### What this task involves
Go through the data below. Pull out every line that has the word "cabinet".
┄┄┄┄┄┄┄┄┄┄┄┄┄┄┄┄┄┄┄┄
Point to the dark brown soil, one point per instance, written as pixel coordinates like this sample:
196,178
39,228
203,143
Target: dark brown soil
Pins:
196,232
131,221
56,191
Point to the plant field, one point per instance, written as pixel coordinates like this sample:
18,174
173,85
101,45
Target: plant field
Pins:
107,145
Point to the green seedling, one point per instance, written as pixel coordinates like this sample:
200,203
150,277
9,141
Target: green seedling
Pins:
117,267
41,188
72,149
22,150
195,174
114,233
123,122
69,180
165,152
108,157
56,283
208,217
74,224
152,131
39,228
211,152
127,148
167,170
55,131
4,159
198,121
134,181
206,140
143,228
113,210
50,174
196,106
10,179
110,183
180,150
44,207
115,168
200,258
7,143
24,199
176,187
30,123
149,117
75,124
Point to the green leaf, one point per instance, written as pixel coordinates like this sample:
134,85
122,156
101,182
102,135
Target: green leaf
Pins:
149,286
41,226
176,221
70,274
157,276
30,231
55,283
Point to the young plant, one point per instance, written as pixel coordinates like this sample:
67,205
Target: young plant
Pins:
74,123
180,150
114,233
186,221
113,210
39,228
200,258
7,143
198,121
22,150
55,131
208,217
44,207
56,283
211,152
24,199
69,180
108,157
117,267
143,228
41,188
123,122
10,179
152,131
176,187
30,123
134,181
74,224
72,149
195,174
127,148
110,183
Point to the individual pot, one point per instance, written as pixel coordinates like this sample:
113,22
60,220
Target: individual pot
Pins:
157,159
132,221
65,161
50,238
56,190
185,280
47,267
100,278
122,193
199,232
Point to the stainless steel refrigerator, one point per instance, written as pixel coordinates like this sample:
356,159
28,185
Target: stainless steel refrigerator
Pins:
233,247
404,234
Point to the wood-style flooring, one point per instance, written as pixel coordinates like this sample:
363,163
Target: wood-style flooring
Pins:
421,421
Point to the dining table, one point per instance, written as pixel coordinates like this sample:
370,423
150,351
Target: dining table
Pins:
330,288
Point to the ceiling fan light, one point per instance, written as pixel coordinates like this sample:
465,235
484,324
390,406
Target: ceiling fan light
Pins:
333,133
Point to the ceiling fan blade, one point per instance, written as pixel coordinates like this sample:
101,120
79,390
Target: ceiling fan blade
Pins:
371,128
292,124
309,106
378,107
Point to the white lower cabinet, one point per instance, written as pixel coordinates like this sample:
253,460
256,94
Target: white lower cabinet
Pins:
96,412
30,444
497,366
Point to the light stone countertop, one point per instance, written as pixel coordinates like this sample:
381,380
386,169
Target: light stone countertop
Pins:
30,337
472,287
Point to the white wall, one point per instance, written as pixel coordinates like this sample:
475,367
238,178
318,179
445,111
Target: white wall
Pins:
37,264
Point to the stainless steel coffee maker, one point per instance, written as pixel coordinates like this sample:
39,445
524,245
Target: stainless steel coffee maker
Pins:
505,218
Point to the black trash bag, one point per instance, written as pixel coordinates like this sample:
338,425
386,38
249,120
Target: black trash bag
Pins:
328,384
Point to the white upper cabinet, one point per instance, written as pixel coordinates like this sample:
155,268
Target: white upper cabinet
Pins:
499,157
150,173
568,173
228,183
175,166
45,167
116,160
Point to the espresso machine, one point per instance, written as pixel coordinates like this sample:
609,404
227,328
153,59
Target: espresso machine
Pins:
┄┄┄┄┄┄┄┄┄┄┄┄┄┄┄┄┄┄┄┄
### Exercise response
Point to the white lower cabinet, one point per instance, written as pixel coordinates like this sample:
Target: white lower cabinet
Point to the white upper cabinet, one point per instance, written as pixel coordinates like this sample:
Target: white upper cabinet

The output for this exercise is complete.